- _The problem_:
Count how many lines in the items below contain the string "white", treating uppercase and lowercase letters as different, and reply with only that number.

[A block of data]
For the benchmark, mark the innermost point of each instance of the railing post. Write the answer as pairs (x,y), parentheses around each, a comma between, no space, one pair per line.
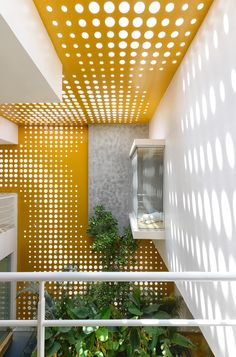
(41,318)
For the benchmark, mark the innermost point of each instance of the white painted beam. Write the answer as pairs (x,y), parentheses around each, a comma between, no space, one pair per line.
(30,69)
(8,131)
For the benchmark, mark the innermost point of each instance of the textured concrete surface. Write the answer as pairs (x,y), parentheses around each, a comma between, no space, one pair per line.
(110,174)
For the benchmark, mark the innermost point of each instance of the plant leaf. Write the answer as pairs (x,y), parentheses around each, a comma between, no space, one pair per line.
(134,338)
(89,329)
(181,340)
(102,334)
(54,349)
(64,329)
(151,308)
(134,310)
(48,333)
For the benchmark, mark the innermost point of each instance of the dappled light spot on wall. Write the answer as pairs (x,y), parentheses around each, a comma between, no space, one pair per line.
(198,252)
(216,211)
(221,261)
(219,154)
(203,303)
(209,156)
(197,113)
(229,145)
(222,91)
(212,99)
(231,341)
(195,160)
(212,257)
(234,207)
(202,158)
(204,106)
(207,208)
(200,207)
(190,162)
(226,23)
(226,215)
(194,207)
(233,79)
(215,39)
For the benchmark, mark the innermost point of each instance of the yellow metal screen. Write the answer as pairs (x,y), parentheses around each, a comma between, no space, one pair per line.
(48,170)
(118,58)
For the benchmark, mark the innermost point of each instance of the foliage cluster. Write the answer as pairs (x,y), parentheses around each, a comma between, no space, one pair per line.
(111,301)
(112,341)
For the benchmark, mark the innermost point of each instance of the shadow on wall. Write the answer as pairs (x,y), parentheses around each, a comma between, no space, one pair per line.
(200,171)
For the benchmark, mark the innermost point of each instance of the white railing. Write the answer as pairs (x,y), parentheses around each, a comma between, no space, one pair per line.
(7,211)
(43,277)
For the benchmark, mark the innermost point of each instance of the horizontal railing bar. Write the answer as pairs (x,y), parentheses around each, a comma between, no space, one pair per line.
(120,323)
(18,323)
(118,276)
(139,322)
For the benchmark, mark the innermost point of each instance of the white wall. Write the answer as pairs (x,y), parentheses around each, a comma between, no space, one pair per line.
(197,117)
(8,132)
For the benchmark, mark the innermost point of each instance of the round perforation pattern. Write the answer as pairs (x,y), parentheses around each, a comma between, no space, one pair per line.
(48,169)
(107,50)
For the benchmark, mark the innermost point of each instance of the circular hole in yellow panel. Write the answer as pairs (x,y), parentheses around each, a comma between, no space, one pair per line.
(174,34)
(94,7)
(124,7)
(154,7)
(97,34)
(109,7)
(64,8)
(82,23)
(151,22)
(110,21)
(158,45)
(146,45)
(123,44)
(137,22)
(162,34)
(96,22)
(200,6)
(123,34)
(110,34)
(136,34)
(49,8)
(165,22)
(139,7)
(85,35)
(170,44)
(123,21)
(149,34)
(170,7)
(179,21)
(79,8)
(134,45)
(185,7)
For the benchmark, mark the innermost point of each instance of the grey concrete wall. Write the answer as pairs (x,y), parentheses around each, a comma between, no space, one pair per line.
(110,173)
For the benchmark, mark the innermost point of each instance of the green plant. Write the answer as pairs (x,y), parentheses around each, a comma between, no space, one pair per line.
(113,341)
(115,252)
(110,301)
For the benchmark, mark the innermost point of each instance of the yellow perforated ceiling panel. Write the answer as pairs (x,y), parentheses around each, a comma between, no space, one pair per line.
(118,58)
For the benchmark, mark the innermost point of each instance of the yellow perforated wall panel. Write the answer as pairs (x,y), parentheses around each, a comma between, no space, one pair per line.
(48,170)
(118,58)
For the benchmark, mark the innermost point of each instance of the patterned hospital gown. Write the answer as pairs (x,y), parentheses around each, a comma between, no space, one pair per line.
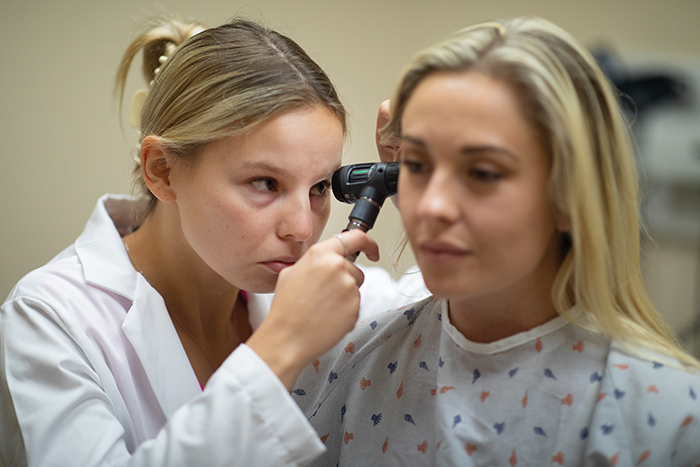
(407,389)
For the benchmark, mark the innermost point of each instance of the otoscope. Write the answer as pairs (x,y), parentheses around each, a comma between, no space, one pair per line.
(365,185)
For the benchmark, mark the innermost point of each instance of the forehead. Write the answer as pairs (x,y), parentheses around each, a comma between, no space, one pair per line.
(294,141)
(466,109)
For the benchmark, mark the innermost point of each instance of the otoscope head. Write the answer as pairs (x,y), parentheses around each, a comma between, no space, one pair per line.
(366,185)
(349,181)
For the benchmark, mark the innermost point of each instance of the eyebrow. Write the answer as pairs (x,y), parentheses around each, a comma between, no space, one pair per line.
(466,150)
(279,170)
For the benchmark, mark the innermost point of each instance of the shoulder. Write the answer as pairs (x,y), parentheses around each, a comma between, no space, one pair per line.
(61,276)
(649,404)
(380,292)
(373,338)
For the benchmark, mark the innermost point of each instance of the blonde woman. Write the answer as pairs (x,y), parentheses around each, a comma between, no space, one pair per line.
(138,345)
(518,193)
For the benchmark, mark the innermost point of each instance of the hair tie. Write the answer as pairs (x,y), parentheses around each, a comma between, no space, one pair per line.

...

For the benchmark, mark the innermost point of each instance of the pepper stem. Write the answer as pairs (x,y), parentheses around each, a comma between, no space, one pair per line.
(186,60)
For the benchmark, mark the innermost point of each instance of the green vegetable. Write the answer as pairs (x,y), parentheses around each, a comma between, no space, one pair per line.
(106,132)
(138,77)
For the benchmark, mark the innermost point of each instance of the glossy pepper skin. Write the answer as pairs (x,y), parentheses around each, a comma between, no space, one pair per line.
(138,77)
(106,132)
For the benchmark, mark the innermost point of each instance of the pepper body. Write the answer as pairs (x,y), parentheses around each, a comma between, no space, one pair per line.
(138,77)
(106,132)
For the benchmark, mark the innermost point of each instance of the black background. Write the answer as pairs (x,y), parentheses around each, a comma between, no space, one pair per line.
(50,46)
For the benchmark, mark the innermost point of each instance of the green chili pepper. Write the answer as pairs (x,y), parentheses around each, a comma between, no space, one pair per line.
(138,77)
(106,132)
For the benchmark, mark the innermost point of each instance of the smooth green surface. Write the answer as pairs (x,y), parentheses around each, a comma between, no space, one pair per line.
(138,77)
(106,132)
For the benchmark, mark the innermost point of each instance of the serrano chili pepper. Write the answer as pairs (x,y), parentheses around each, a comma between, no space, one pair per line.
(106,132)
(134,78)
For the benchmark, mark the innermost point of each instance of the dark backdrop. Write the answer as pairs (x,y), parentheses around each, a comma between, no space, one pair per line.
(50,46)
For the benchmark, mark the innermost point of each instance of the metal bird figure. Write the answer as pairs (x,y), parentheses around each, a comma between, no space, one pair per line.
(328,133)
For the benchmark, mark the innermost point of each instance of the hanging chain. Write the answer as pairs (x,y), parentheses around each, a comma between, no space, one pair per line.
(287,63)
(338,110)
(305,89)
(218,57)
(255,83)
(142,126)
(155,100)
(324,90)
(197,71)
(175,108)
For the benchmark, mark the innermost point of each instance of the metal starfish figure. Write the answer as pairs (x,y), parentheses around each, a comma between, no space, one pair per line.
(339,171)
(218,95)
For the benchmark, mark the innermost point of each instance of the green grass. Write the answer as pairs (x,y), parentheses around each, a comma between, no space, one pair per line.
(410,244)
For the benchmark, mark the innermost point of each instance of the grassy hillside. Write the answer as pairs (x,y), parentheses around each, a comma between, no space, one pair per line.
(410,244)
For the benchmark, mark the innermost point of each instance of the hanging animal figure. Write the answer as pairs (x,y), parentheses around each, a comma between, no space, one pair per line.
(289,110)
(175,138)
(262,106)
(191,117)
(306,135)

- _Result of the exercise_:
3